((
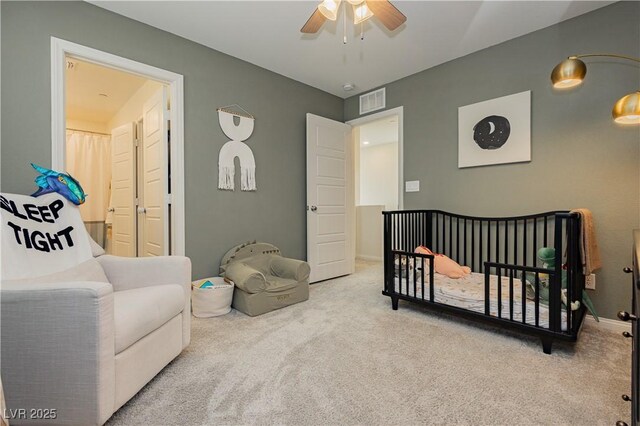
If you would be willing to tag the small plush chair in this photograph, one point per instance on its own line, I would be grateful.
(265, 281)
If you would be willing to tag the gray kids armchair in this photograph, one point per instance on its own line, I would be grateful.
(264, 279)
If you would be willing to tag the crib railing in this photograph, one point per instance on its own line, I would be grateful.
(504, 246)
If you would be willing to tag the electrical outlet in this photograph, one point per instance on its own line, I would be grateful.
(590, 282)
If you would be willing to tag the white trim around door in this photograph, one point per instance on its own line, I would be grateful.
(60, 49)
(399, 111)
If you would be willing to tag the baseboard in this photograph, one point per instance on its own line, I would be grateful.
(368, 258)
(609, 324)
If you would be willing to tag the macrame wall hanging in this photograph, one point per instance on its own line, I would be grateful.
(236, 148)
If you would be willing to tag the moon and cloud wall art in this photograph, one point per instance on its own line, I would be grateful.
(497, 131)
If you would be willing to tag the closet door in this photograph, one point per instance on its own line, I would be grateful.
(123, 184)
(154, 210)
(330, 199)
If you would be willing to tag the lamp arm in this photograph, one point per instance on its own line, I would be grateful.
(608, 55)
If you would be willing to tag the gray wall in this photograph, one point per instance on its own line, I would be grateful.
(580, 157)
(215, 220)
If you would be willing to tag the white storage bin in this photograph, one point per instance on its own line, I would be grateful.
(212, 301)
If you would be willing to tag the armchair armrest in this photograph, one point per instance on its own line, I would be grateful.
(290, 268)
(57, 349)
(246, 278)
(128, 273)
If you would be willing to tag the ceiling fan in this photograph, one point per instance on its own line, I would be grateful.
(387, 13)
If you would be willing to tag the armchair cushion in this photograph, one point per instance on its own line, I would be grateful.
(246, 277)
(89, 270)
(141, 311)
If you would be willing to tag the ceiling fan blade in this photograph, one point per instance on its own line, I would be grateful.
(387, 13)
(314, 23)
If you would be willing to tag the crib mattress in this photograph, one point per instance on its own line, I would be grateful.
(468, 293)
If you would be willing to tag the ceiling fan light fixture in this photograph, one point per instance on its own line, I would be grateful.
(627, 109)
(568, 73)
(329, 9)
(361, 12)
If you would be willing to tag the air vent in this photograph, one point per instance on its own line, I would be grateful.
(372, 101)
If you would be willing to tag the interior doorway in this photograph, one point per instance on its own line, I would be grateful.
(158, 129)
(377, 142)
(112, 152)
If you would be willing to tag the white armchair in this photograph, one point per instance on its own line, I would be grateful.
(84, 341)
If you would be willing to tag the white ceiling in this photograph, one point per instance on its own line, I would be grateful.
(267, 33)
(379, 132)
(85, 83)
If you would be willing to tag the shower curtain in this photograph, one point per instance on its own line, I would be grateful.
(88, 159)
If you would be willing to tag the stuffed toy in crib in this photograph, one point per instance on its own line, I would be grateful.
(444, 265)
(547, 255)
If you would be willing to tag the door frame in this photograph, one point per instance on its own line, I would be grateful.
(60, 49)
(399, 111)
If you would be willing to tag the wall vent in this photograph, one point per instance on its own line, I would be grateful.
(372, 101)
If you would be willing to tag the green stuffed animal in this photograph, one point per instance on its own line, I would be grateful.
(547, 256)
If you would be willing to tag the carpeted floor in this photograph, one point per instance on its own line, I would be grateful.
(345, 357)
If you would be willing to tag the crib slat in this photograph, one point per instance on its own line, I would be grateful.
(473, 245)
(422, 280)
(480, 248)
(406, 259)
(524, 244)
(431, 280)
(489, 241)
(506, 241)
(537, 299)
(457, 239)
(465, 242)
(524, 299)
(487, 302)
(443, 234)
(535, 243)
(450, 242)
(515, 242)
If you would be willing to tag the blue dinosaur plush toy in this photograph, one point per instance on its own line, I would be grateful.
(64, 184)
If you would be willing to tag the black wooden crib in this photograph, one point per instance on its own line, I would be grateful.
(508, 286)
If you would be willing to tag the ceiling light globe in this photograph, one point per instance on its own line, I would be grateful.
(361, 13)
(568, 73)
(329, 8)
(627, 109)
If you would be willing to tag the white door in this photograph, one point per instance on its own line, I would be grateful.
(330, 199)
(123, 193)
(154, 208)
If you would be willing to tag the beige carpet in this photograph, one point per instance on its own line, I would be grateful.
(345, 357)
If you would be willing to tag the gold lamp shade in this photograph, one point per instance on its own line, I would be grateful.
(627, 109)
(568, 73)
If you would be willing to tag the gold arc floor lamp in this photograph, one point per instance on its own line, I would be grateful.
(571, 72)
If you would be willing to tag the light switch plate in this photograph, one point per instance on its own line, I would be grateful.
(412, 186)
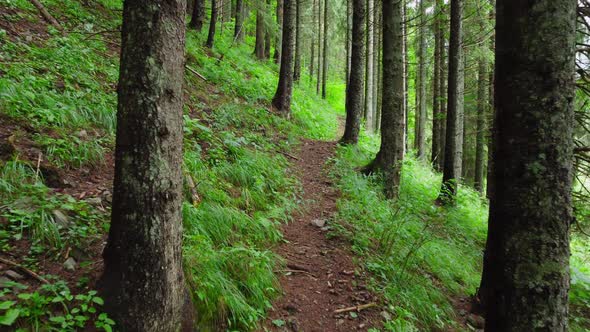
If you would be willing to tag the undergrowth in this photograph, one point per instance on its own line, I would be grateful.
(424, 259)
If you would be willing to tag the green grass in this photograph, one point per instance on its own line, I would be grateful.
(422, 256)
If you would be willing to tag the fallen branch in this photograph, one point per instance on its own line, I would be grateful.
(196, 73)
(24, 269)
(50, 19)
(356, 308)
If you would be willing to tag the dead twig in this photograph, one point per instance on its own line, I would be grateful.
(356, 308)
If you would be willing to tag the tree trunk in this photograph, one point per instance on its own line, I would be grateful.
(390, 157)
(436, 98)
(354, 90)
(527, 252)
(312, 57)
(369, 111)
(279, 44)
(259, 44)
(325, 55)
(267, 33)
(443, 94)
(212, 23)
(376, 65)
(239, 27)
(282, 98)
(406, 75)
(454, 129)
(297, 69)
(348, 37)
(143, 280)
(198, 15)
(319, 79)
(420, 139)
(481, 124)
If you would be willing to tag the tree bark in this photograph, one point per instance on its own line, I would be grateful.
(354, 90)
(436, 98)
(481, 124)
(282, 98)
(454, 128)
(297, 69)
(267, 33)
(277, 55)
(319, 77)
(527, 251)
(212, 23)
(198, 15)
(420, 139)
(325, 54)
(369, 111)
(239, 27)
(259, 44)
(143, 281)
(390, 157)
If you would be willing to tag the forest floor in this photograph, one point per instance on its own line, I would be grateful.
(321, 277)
))
→ Exercise:
Repeat everything in the records above exactly, except the pictures.

→ Written response:
If you would be willing to tag the small plush chair in this photograph, one point per instance on its own line, I would be grateful.
(265, 281)
If you would be willing to tag the gray kids armchair in this photograph, one point per instance on its own line, I would be grateful.
(264, 279)
If you would be willing to tag the crib railing in this photograph, one point per instance on its own line, I would be grateful.
(504, 246)
If you would be willing to tag the electrical outlet in this photograph, one point per instance on its own line, I would be grateful.
(590, 282)
If you would be willing to tag the white trim around door in this photograph, one point per instance on its own line, I would be grateful.
(60, 49)
(399, 111)
If you would be willing to tag the baseboard in this photograph, one point per instance on its own line, I would be grateful.
(368, 258)
(609, 324)
If you would be willing to tag the macrame wall hanging in this photograph, one point per instance on its own line, I would be grateful.
(236, 148)
If you would be willing to tag the moon and cloud wall art in this photograph, one point per instance on its own line, I would be grateful.
(497, 131)
If you would be willing to tag the closet door in this photograph, one point per instance on its own line, I would be grateful.
(123, 184)
(154, 210)
(330, 199)
If you would be willing to tag the lamp arm in this photograph, one point per instance on its own line, I would be grateful.
(608, 55)
If you would be willing to tag the gray wall in this photograph, one point per instance on its own line, I would be grateful.
(580, 157)
(215, 220)
If you would be willing to tag the white storage bin in this photograph, one point per instance on its own line, I would be grateful.
(212, 301)
If you would be willing to tag the armchair armrest in this photograph, one point per instance on its own line, I would be grateful.
(290, 268)
(57, 349)
(246, 278)
(128, 273)
If you would be willing to tag the ceiling fan in this photograph, one point per instance on its own line, I would be grateful.
(387, 13)
If you would be willing to tag the armchair cushion in this photograph, one point per instance on its own line, I would be grateful.
(246, 277)
(89, 270)
(141, 311)
If you would be willing to tag the ceiling fan blade in this photograph, one point per instance on its own line, I would be grateful.
(387, 13)
(314, 23)
If you would be willing to tag the crib mattress in this photograph, one point per instance on its own line, I would be grateful.
(468, 293)
If you would be willing to tag the ceiling fan light fixture in this photograph, one point per instance on its own line, I would be grateful.
(627, 109)
(568, 73)
(329, 9)
(361, 12)
If you would be willing to tag the air vent in this photograph, one point per instance on its own line, I would be grateful.
(372, 101)
If you would be willing to tag the interior doorway in this photograph, one point per instance on its own line, I would be grateful.
(158, 129)
(377, 142)
(112, 152)
If you would be willing to tag the white armchair in this photograph, one point per instance on its own line, I would be grateful.
(84, 341)
If you would be willing to tag the white ceiling in this photograph, one point per instance on its own line, I would be grateful.
(267, 33)
(379, 132)
(85, 83)
If you would be willing to tag the shower curtain in this photograph, one point per instance on its own line, I would be grateful.
(88, 159)
If you would be willing to tag the stuffed toy in crib in this photograph, one point per instance on its own line, I would be grateful.
(444, 265)
(547, 255)
If you would be willing to tag the door frame in this photograph, one point per instance on its own line, I would be grateful.
(60, 49)
(399, 111)
If you would be willing to tag the wall vent in this photograph, one point per instance on its own line, I would be grateful.
(372, 101)
If you would be willing to tag the green stuffed animal in this photograph, one point per instance on its own line, I would be grateful.
(547, 256)
If you would be willing to tag the carpeted floor in this photograph, one point per instance on its own line, I would be grateful.
(345, 357)
If you would be willing to tag the crib slat in this photograph, one point per instance on its own line, I would be grateful.
(473, 245)
(422, 280)
(480, 248)
(406, 259)
(524, 244)
(431, 280)
(489, 241)
(506, 241)
(537, 299)
(457, 239)
(465, 242)
(524, 299)
(487, 302)
(443, 234)
(535, 243)
(450, 242)
(515, 242)
If you would be willing to tag the blue dinosaur plush toy in this photograph, one point per instance on its own line, I would be grateful.
(64, 184)
If you would be willing to tag the black wooden crib in this photograph, one point per instance on its own line, I would be grateful.
(508, 286)
If you would be willing to tag the ceiling light globe in this photograph, one point per instance on its own line, I would be grateful.
(361, 13)
(568, 73)
(329, 8)
(627, 109)
If you would be willing to tag the white door in this photograph, one point per instance on its own line, I would be grateful.
(330, 199)
(123, 193)
(154, 208)
If you would be willing to tag the beige carpet in this photograph, one point per instance on its own line, I would be grateful.
(345, 357)
If you would be willing to tag the gold lamp shade in this photograph, one point per instance on its own line, I would be grateful.
(627, 109)
(568, 73)
If you would be willing to tag the gold arc floor lamp in this photograph, one point per instance on its own line, I would be grateful.
(571, 72)
If you would be willing to tag the light switch plate in this photograph, one point per instance on its own line, I would be grateful.
(412, 186)
If you would be willing to tag the undergrowth in this photograph, one point per instance on its own line, I would be grateful.
(424, 259)
If you would be willing to tag the green grass in this photograph, one point per instance on its own line, I would be grateful.
(422, 256)
If you would be willing to tag the fallen branch in this photograph, one point per instance on its own line, I would be grateful.
(196, 73)
(24, 269)
(50, 19)
(356, 308)
If you would be willing to tag the dead twig in this photograph, one point per instance on its own line, I would be grateful.
(356, 308)
If you would be willing to tag the tree trunk in this photograph, one point per instance on its own line, I would be grateful.
(390, 157)
(436, 98)
(354, 90)
(527, 252)
(312, 57)
(369, 111)
(279, 44)
(259, 44)
(325, 55)
(267, 33)
(443, 94)
(212, 23)
(376, 65)
(239, 27)
(282, 98)
(406, 75)
(454, 129)
(297, 69)
(348, 37)
(143, 280)
(198, 15)
(319, 79)
(420, 139)
(481, 124)
If you would be willing to tag the tree bark in this photograph, one point per instance on its own line, I would be grateful.
(354, 90)
(436, 98)
(481, 124)
(282, 98)
(454, 128)
(297, 69)
(267, 33)
(277, 55)
(319, 77)
(527, 251)
(212, 23)
(198, 15)
(420, 139)
(325, 54)
(369, 111)
(239, 27)
(259, 44)
(143, 281)
(390, 157)
If you would be willing to tag the forest floor in this photograph, one point per instance on its own line, I would be grateful.
(321, 277)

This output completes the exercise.